Every record is to be duplicated exactly as it reads, without its images.
Records below:
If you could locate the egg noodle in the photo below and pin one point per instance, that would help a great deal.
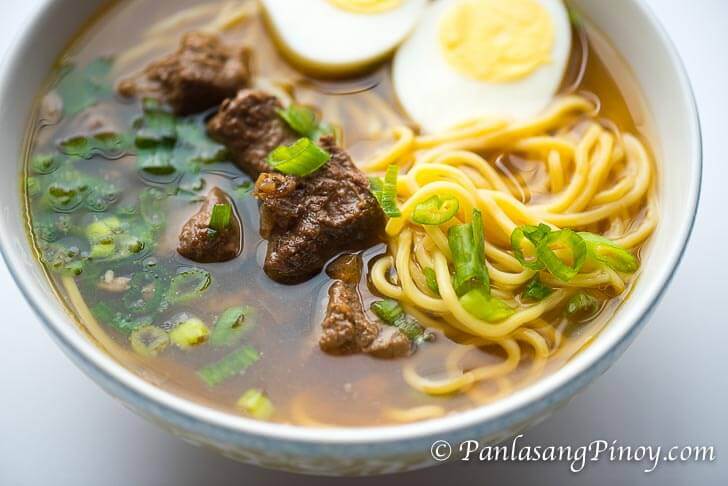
(598, 179)
(593, 178)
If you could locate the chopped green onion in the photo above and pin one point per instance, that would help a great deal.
(388, 195)
(221, 217)
(467, 245)
(156, 127)
(302, 158)
(388, 310)
(534, 234)
(303, 121)
(479, 303)
(553, 263)
(256, 404)
(149, 340)
(189, 333)
(436, 210)
(151, 207)
(44, 163)
(610, 253)
(431, 279)
(581, 306)
(233, 364)
(392, 314)
(231, 325)
(376, 186)
(189, 284)
(536, 290)
(108, 144)
(103, 229)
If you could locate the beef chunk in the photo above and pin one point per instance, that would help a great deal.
(309, 220)
(250, 127)
(200, 243)
(346, 328)
(200, 75)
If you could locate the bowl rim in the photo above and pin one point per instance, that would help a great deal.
(529, 401)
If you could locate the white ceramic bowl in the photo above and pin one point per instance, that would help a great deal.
(635, 33)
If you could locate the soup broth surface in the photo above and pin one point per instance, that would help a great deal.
(305, 385)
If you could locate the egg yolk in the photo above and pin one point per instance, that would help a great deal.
(497, 41)
(366, 6)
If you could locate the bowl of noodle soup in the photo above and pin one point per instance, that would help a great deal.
(619, 157)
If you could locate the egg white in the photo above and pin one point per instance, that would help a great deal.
(322, 37)
(437, 97)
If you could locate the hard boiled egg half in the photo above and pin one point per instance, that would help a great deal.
(340, 36)
(472, 59)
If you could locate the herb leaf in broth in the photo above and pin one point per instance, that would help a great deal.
(109, 145)
(81, 88)
(233, 364)
(189, 284)
(232, 325)
(124, 324)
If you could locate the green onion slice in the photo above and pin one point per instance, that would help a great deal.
(302, 158)
(189, 284)
(609, 253)
(392, 314)
(436, 210)
(467, 245)
(231, 325)
(221, 217)
(479, 303)
(534, 234)
(386, 192)
(565, 238)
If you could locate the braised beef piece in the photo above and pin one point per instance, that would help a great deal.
(202, 244)
(250, 127)
(307, 220)
(200, 75)
(346, 328)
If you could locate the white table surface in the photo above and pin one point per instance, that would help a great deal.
End of Records.
• Solution to the problem
If you could locate the egg noodle in the photo below and pin one point per instance, that would help a great deal.
(598, 179)
(593, 178)
If you could locate the chopped green onion in the photo above and pin one point per instance, that would help a great deal.
(388, 195)
(221, 217)
(467, 245)
(156, 127)
(302, 158)
(388, 310)
(534, 234)
(303, 121)
(479, 303)
(553, 263)
(256, 404)
(149, 340)
(189, 333)
(436, 210)
(151, 207)
(44, 163)
(610, 253)
(431, 279)
(581, 306)
(233, 364)
(392, 314)
(231, 325)
(376, 186)
(189, 284)
(536, 290)
(108, 144)
(103, 229)
If you could locate the beef chunk in the photo above and pin one point per instance, that would help a great deal.
(309, 220)
(250, 127)
(200, 243)
(346, 328)
(200, 75)
If you could locate the bowl rim in the photo above and pin one point per instance, that would help a great deal.
(529, 401)
If you could locate the white ceramic bowl in the photo above and pin one point per instance, that would help a great deal.
(635, 33)
If you could locate the soup broth surface in the photo above and pin one point per instance, that would help a great deal.
(305, 385)
If you could locate the egg yolk in the photo above and pin one point per instance, that would help a great deal.
(497, 41)
(366, 6)
If you could locate the bowl of noodle soup in the photo above and pin one point per instance, that would help a great deal.
(619, 157)
If you could locate the egg white in the photo above and pin one point per instance, that would help a great deal.
(322, 37)
(437, 97)
If you could locate the hard boiled egg half in the photo above and pin one point per instance, that would help a great deal.
(340, 36)
(472, 59)
If you could locate the herb leaf in broth in the photo above and pin one point per instance, that would help a great deal.
(109, 145)
(81, 88)
(233, 364)
(189, 284)
(232, 325)
(124, 324)
If you could locate the green onion slice in the photo above and pin one point per instance, that would help a great deal.
(302, 158)
(189, 284)
(609, 253)
(392, 314)
(436, 210)
(467, 245)
(231, 325)
(221, 217)
(479, 303)
(534, 234)
(386, 192)
(565, 238)
If you could locate the braised beef piece in the photo above and pin one point per instance, that would help a great deal.
(202, 244)
(250, 127)
(307, 220)
(200, 75)
(346, 328)
If you could locate the white table surface in the photo above and pin one point per instance, that would help a great deal.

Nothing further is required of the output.